Output, word for word, every line from the line with "Task: Locate the air" through the final line of the data below.

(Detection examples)
start
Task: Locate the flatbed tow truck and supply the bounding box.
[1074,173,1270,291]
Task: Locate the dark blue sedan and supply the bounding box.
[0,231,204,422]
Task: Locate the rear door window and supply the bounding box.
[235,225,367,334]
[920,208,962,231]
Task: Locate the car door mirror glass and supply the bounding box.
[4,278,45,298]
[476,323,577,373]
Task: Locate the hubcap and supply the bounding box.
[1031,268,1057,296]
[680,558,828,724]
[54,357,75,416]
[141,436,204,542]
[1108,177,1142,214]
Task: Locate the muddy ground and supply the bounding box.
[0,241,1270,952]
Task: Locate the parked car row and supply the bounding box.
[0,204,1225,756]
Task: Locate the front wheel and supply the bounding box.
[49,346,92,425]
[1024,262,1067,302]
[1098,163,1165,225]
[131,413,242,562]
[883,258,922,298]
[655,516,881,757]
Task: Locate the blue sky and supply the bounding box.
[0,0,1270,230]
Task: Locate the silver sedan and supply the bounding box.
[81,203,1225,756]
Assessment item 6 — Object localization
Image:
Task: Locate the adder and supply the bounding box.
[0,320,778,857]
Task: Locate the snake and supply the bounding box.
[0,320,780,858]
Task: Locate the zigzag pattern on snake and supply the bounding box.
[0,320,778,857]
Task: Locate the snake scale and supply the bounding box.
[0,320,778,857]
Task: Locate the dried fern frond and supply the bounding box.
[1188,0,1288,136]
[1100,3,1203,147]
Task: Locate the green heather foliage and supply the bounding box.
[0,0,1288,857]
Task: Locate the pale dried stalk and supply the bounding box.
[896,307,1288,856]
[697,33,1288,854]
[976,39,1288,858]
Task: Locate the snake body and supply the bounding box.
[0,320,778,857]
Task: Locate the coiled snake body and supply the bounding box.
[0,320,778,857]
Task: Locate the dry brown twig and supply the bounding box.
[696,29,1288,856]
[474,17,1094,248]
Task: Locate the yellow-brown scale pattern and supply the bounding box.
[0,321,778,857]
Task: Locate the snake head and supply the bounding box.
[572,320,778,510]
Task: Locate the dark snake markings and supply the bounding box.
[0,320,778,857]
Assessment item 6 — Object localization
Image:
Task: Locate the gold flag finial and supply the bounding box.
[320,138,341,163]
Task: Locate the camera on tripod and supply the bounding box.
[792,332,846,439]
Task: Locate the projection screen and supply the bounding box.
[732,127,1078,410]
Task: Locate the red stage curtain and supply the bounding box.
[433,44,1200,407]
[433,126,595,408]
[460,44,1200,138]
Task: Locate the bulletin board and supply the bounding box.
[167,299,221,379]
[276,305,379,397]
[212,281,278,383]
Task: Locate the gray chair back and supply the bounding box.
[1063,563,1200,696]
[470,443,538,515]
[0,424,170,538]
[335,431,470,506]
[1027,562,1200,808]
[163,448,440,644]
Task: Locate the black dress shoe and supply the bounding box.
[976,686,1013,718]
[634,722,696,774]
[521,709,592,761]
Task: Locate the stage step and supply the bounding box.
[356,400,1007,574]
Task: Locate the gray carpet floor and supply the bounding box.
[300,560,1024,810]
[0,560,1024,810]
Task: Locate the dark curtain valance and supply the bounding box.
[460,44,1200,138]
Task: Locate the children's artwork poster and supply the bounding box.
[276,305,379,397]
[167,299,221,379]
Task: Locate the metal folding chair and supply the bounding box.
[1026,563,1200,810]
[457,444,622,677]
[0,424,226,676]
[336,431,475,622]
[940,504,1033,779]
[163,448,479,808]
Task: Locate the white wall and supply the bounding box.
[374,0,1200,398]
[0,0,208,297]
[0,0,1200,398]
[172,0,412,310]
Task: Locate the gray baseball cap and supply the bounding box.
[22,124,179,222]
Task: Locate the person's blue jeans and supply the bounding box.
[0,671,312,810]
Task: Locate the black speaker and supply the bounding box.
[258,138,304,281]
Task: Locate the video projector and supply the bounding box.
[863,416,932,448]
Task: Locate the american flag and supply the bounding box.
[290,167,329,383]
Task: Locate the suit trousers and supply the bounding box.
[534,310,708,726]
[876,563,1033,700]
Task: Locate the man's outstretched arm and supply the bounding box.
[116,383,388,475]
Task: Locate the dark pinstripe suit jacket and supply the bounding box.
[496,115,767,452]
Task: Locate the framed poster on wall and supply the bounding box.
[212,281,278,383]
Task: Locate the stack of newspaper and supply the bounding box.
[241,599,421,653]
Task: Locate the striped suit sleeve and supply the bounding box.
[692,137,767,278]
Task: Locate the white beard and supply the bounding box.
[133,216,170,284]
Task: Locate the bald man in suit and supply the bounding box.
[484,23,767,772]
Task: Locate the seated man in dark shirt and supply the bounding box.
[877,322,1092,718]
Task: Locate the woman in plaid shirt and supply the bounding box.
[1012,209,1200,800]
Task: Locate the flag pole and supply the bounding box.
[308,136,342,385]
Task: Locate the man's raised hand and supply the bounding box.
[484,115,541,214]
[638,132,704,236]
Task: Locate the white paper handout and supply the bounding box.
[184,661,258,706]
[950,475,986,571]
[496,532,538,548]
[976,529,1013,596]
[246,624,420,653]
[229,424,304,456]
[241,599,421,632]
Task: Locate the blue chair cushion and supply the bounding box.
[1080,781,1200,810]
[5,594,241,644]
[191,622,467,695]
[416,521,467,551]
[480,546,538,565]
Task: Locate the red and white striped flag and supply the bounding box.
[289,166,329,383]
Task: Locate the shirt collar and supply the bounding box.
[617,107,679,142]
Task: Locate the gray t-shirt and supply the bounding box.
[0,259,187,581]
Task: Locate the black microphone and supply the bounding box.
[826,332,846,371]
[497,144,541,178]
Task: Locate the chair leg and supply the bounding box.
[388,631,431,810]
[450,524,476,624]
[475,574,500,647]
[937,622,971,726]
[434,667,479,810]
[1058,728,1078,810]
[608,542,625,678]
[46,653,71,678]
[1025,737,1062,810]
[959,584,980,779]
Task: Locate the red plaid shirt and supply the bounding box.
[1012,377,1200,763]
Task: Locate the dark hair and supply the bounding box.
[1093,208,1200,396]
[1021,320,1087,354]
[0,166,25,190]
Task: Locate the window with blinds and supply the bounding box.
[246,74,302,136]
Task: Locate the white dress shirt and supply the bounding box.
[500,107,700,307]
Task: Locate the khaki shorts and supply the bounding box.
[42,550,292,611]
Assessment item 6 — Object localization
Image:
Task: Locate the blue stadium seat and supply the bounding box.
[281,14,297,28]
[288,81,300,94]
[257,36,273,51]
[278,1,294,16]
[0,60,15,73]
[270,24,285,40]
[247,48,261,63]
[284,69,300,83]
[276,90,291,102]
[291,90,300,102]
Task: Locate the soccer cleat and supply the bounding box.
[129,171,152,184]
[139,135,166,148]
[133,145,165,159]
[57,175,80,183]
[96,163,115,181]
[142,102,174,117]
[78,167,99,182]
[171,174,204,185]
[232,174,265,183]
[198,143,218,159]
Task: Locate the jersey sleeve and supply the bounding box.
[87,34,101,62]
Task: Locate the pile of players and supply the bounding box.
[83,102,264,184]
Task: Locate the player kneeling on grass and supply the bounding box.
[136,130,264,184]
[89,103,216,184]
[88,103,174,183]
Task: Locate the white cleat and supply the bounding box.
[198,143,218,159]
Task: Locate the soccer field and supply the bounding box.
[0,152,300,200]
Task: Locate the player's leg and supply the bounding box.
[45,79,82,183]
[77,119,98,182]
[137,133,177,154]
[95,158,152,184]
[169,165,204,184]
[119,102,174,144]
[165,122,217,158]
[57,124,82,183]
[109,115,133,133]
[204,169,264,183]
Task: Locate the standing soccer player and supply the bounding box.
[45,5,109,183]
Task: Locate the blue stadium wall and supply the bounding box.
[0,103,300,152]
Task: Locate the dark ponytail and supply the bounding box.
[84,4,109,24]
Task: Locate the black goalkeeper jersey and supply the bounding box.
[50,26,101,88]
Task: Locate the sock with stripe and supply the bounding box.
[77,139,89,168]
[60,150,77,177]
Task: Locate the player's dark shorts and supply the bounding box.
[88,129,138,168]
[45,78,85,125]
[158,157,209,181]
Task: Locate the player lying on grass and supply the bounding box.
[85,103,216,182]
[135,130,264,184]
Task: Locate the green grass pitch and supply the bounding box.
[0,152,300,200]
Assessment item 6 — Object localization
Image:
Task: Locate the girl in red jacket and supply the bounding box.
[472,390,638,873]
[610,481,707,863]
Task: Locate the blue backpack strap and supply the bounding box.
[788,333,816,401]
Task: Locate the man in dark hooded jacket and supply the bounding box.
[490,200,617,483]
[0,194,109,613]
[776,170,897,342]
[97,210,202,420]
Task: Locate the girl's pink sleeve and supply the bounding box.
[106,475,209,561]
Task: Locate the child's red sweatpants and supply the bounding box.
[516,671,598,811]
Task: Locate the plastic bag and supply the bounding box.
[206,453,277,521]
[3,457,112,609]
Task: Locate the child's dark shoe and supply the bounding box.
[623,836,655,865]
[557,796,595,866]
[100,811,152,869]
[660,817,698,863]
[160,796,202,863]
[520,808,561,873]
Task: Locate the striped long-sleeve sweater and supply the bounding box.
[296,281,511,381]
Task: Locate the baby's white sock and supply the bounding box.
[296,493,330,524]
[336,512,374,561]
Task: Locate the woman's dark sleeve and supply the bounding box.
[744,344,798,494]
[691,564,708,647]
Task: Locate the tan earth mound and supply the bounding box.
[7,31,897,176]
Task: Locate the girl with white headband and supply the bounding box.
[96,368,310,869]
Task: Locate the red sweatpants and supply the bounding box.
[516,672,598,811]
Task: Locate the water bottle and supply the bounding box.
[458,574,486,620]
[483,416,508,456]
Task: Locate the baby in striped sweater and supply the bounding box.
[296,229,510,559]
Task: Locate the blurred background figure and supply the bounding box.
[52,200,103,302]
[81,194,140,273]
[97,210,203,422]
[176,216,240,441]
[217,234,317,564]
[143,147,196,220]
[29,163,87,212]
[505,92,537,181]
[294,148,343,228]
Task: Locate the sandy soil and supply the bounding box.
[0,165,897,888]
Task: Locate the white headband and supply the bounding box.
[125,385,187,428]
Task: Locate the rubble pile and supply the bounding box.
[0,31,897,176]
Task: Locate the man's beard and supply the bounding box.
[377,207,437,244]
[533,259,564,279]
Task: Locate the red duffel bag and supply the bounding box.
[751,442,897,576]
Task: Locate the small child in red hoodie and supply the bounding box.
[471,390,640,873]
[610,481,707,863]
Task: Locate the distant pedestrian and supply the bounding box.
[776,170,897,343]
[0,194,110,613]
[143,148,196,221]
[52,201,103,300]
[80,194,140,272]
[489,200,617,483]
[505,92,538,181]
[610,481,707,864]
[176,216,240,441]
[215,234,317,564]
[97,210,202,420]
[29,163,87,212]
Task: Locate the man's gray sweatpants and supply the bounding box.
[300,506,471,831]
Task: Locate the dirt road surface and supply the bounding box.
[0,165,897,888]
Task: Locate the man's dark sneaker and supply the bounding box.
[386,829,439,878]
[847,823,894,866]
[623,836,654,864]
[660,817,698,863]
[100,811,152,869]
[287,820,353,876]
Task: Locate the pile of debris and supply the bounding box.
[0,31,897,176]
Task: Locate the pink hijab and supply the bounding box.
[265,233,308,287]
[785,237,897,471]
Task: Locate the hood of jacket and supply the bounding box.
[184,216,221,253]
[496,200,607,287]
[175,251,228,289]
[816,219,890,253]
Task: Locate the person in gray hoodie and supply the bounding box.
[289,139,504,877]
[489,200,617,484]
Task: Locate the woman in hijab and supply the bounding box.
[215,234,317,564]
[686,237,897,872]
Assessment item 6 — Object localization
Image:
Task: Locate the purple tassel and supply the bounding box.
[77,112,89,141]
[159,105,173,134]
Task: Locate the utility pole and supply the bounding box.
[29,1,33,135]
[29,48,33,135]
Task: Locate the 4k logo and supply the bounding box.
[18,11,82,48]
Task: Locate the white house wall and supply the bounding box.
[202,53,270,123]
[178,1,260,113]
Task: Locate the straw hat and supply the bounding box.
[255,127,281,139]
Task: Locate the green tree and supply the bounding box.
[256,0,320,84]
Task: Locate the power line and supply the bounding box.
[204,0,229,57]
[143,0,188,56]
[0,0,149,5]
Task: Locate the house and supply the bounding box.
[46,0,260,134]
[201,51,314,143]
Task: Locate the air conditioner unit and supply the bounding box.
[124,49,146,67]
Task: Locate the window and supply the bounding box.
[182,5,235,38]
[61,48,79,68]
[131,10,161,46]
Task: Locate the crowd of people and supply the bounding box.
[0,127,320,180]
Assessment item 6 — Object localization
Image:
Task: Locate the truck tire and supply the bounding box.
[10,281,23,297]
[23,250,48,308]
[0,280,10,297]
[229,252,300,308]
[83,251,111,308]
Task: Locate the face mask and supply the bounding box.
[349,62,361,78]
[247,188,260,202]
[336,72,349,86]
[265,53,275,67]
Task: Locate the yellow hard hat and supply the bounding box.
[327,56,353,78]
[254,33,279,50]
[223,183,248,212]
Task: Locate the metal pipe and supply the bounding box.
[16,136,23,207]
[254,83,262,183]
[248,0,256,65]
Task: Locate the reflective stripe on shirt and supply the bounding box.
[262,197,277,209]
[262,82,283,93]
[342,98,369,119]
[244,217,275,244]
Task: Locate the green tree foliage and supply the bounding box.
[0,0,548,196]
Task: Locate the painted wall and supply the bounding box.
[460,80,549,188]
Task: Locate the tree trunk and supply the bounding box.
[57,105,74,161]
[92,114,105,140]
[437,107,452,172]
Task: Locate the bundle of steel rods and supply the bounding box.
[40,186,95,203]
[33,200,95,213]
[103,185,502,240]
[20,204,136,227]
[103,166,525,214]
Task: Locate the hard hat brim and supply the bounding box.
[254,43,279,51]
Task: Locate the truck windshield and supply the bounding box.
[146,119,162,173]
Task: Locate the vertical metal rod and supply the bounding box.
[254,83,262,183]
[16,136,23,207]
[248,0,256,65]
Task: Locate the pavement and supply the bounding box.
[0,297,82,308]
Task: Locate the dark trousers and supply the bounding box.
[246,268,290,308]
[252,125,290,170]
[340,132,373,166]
end
Task solution
Task: Locate the air conditioner unit and supply the bounding box.
[124,49,146,67]
Task: Locate the window and supply the bounding box.
[182,5,235,38]
[61,48,79,68]
[131,10,161,46]
Task: Locate the crowd of people and supply the bounding box.
[0,127,320,180]
Assessment item 6 — Object localization
Image:
Task: Locate the truck tire and supply the bounding box.
[10,281,23,297]
[23,250,48,308]
[0,280,10,297]
[229,252,300,308]
[83,251,111,308]
Task: Locate the face mask and supply the bounding box.
[349,62,361,78]
[247,188,260,202]
[336,72,349,86]
[265,53,275,67]
Task: Locate the yellow hard hat and supply the bounding box.
[327,56,353,78]
[254,33,279,50]
[223,183,248,212]
Task: Locate the metal pipe and supply the bounding box.
[16,136,23,207]
[254,83,262,183]
[248,0,256,65]
Task: Locate the reflective stripe on shirt and supply the bounding box.
[262,197,277,209]
[262,82,283,93]
[342,98,369,119]
[244,217,275,244]
Task: Locate the green tree foliage and supply the bounding box.
[0,0,548,196]
Task: Locate the painted wall and supply the bounding box.
[460,80,549,188]
Task: Locate the tree trunk and supply the bounding box.
[57,105,74,161]
[92,114,105,140]
[437,107,452,172]
Task: Locate the bundle of steel rods and supply the bounding box.
[40,186,95,203]
[33,200,95,213]
[103,185,502,240]
[20,204,136,227]
[103,166,525,214]
Task: Locate the hard hat brim and supply the bounding box.
[254,43,279,51]
Task: Locate the truck windshield and supply the bounding box.
[146,119,162,173]
Task: Locate the vertical metal rod and supply the bounding box.
[254,83,262,183]
[16,136,23,207]
[248,0,256,65]
Task: Locate the pavement and supply the bounding box.
[0,297,82,308]
Task: Locate the dark trousers and supply the bounding box.
[246,268,290,308]
[252,125,290,170]
[340,132,373,166]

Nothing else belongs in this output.